*** Data under study ***
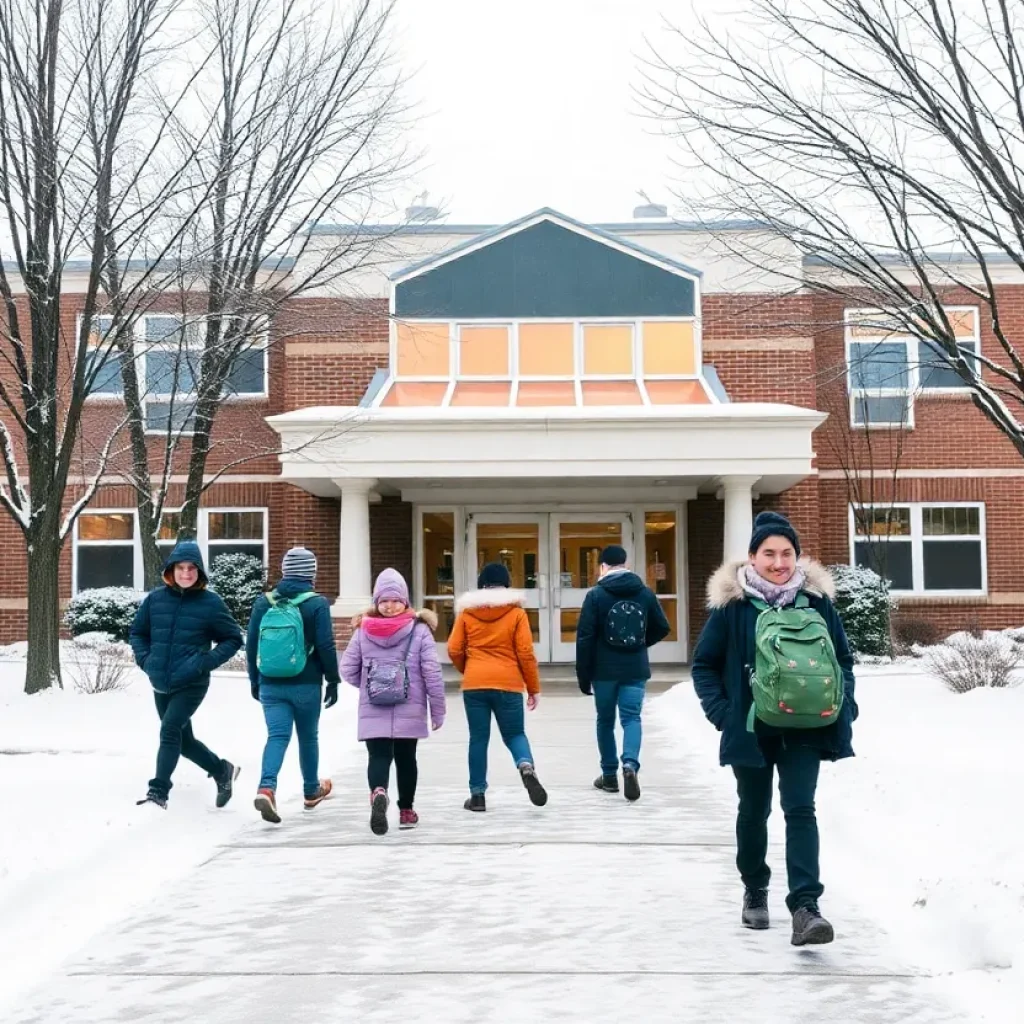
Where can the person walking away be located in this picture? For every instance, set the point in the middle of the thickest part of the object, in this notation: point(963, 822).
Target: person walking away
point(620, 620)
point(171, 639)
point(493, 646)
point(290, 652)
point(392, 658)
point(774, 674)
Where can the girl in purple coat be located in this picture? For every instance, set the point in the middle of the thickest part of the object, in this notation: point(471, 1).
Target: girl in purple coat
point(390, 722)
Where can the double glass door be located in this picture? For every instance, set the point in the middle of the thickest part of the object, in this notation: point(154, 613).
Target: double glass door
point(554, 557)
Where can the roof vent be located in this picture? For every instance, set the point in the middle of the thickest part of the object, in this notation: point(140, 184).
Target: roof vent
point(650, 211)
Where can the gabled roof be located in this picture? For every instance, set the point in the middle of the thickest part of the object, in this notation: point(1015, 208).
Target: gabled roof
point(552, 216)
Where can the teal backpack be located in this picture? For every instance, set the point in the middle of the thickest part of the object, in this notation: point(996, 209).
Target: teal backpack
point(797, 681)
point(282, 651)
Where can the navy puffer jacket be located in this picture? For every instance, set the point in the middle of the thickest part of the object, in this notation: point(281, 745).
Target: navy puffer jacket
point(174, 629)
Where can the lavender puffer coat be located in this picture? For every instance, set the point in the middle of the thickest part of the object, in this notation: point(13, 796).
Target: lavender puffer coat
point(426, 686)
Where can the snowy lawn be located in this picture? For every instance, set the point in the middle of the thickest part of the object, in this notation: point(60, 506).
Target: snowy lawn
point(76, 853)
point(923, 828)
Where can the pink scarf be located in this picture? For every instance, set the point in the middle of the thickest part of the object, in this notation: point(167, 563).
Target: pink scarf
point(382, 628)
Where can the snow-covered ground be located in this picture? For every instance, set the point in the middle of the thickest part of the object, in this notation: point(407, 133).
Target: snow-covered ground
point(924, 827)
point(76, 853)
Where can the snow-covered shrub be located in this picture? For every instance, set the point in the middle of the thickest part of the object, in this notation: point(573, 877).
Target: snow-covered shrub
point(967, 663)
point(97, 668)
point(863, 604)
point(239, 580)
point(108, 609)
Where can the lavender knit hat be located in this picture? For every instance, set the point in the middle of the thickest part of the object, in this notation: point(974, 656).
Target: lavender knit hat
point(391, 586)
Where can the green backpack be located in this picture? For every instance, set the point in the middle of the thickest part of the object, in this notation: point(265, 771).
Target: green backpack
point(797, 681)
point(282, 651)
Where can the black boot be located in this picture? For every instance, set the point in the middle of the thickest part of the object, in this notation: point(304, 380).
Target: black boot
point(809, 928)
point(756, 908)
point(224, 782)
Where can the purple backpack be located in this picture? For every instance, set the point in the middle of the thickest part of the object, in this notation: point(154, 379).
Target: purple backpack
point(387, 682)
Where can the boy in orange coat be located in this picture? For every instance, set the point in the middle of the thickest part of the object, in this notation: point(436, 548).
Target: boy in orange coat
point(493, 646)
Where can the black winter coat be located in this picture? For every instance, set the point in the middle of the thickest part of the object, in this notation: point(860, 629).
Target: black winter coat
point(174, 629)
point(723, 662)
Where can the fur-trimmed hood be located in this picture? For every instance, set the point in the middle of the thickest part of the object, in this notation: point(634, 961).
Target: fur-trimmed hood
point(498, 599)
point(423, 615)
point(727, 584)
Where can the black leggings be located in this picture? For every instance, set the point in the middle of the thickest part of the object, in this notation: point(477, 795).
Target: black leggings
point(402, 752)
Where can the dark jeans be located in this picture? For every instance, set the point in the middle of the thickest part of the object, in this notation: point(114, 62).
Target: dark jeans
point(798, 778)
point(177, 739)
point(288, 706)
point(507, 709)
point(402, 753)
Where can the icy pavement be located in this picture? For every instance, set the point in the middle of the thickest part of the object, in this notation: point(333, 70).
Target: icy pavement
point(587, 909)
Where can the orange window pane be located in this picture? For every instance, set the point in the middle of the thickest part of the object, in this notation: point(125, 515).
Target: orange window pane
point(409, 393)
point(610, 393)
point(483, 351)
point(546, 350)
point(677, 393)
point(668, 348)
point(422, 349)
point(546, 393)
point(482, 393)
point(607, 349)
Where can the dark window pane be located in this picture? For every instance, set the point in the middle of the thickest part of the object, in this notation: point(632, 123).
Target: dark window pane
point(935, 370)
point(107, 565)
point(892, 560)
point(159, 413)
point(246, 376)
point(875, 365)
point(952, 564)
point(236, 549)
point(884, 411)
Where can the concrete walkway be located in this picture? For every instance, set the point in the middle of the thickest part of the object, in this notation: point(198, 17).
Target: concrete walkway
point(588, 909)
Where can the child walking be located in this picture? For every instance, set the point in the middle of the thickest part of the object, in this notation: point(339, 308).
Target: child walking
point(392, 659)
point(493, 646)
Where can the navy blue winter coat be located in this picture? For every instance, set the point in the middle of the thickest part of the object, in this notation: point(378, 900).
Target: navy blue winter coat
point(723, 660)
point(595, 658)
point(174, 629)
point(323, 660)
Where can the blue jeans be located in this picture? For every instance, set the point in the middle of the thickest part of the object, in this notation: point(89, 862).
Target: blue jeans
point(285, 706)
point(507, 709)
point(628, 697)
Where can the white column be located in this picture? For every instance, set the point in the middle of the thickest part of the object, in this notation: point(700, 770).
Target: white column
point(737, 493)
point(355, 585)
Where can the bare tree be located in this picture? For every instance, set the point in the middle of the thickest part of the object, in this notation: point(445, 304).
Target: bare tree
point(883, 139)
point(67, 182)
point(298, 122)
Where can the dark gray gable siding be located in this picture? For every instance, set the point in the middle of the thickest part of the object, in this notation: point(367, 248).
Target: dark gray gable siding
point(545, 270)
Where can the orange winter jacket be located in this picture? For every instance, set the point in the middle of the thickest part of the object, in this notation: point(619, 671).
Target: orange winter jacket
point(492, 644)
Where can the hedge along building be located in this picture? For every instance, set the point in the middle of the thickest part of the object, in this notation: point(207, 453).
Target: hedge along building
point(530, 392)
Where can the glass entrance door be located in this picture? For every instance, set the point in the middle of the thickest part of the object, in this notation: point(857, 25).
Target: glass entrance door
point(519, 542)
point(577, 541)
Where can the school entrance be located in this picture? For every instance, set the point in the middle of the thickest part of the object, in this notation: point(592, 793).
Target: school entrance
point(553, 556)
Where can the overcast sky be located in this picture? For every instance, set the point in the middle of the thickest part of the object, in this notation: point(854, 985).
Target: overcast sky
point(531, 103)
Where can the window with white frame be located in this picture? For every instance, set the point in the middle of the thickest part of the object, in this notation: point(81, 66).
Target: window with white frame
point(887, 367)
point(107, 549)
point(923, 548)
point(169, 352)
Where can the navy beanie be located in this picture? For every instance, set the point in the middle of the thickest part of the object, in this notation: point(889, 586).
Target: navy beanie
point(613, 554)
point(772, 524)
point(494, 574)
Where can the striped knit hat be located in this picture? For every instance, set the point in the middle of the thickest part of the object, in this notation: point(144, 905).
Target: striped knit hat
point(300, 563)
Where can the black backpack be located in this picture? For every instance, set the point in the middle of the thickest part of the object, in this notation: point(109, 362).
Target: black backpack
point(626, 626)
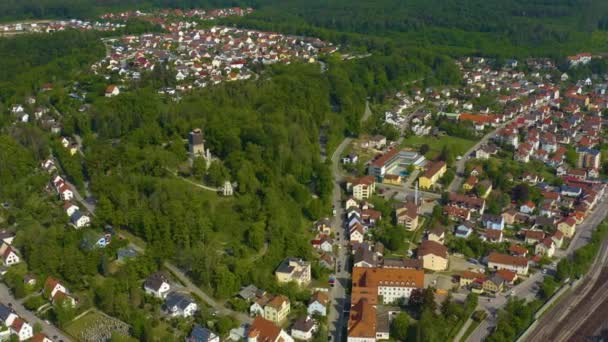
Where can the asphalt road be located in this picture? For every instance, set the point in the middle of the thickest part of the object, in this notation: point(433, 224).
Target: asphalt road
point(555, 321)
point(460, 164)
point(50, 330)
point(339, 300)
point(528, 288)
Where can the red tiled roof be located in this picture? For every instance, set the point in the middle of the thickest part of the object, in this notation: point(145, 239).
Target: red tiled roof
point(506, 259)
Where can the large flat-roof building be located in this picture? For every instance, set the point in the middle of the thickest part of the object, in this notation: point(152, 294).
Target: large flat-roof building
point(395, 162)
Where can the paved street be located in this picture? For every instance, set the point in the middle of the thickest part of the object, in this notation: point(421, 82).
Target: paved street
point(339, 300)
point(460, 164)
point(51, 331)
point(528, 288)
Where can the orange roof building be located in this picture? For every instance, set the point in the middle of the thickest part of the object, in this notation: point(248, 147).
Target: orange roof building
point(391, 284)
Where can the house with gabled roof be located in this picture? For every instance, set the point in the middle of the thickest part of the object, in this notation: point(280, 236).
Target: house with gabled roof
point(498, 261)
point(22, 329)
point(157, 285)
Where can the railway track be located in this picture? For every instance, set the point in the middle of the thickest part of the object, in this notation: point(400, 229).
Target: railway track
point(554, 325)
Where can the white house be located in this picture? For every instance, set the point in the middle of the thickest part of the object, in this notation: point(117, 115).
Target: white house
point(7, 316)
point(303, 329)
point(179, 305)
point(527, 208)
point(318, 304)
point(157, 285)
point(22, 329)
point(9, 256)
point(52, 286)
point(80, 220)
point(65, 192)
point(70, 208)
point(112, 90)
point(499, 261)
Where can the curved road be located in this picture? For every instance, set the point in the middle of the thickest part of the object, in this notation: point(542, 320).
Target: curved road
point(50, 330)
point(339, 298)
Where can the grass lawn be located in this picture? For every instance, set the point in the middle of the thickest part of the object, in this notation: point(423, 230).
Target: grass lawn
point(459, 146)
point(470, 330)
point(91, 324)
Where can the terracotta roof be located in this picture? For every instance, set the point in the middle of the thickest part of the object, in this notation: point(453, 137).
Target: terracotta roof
*** End of Data under study ***
[Exercise description] Nothing should appear in the answer except the lines from the one with "Where can the curved" through the final line of the records, written exactly.

[Output of the task]
Where can the curved road be located in this picture? For every instance, set the point in the middle of the thickest part of the object, in this notation: point(542, 320).
Target: curved road
point(50, 330)
point(339, 298)
Where can the grass lawn be located in this picture? For every instance, set the point in the middle of the thickest part of the object, in this notation: point(423, 230).
Target: grass lawn
point(459, 146)
point(470, 330)
point(91, 324)
Where can the terracotta roof be located in this picture? For every instance, set the point in the middle of the thickest part of the object, in this notation: point(453, 137).
Target: terracotta roof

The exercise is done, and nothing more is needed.